**Brief**: If a line includes "following", copy it out of the entries.

**Supplied data**:
--- START ---

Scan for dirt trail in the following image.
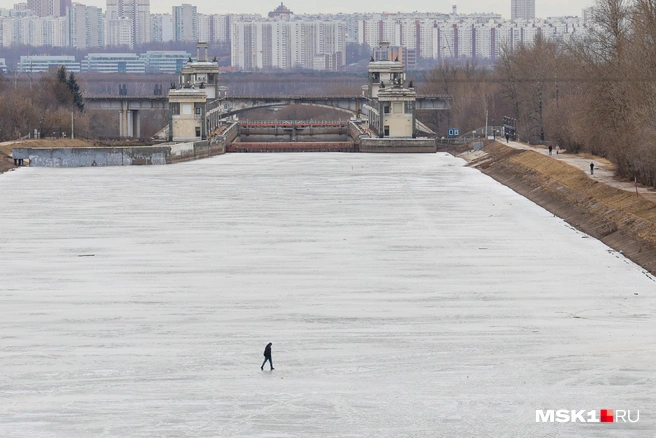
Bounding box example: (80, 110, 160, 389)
(503, 140, 656, 203)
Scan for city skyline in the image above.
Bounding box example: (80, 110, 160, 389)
(1, 0, 593, 19)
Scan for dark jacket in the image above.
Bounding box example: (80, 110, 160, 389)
(263, 344, 272, 358)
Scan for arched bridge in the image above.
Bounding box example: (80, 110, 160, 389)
(84, 94, 451, 138)
(205, 95, 450, 116)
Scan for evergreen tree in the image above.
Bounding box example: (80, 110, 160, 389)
(67, 72, 84, 112)
(0, 70, 7, 92)
(56, 66, 67, 84)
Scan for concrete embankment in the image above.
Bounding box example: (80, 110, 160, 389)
(466, 143, 656, 275)
(12, 141, 225, 167)
(9, 123, 238, 168)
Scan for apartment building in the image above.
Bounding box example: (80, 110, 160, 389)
(27, 0, 62, 18)
(0, 2, 586, 68)
(173, 3, 197, 42)
(197, 13, 210, 44)
(231, 19, 346, 71)
(106, 0, 149, 46)
(68, 4, 103, 49)
(150, 13, 173, 42)
(105, 16, 133, 48)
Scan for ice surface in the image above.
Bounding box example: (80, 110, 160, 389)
(0, 153, 654, 437)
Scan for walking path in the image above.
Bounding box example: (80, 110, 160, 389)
(498, 140, 656, 203)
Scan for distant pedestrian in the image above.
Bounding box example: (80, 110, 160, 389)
(590, 162, 594, 175)
(548, 145, 553, 155)
(556, 145, 560, 155)
(505, 133, 510, 143)
(261, 342, 274, 371)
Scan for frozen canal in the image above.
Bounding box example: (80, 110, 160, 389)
(0, 154, 654, 437)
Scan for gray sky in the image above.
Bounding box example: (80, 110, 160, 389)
(1, 0, 593, 18)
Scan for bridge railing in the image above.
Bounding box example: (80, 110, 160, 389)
(209, 122, 239, 146)
(206, 98, 223, 114)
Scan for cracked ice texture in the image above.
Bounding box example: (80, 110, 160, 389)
(0, 154, 654, 437)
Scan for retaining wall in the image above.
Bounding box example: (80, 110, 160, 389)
(13, 140, 225, 168)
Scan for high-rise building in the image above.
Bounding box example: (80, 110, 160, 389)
(68, 4, 103, 48)
(511, 0, 535, 21)
(68, 4, 86, 47)
(129, 0, 150, 45)
(106, 16, 133, 47)
(59, 0, 70, 16)
(52, 14, 68, 45)
(27, 0, 62, 17)
(150, 13, 173, 42)
(232, 20, 345, 71)
(173, 4, 197, 42)
(197, 13, 210, 43)
(211, 14, 230, 44)
(105, 0, 121, 19)
(105, 0, 150, 46)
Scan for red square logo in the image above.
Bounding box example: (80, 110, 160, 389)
(601, 409, 614, 423)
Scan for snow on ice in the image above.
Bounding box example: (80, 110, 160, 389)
(0, 153, 654, 437)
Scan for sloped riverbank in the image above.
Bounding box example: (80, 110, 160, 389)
(466, 143, 656, 275)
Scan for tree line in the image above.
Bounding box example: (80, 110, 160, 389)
(0, 65, 171, 140)
(424, 0, 656, 188)
(0, 66, 90, 140)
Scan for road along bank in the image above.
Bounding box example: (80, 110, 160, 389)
(462, 142, 656, 276)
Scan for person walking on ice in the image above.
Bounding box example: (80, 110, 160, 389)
(590, 162, 595, 175)
(261, 342, 274, 371)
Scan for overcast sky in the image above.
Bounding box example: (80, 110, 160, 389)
(1, 0, 593, 19)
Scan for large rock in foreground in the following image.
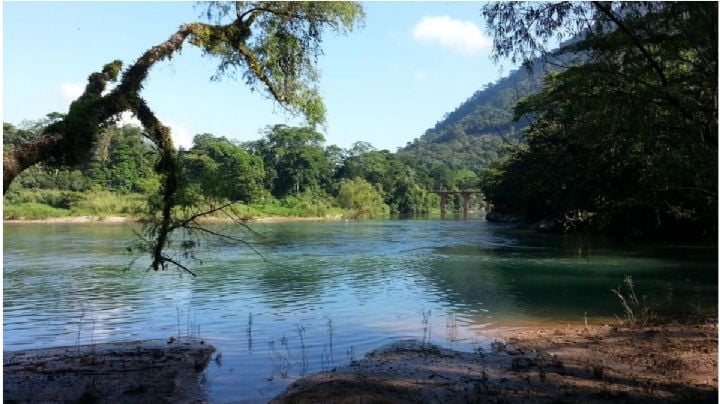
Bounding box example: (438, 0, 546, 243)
(273, 322, 718, 404)
(4, 337, 215, 403)
(271, 340, 503, 403)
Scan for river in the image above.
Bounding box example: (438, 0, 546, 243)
(3, 219, 717, 402)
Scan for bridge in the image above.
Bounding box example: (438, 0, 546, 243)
(430, 189, 490, 219)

--- END ---

**Task solution**:
Scan for dirt trail in the following image.
Scan for large rock in foreground in the following image.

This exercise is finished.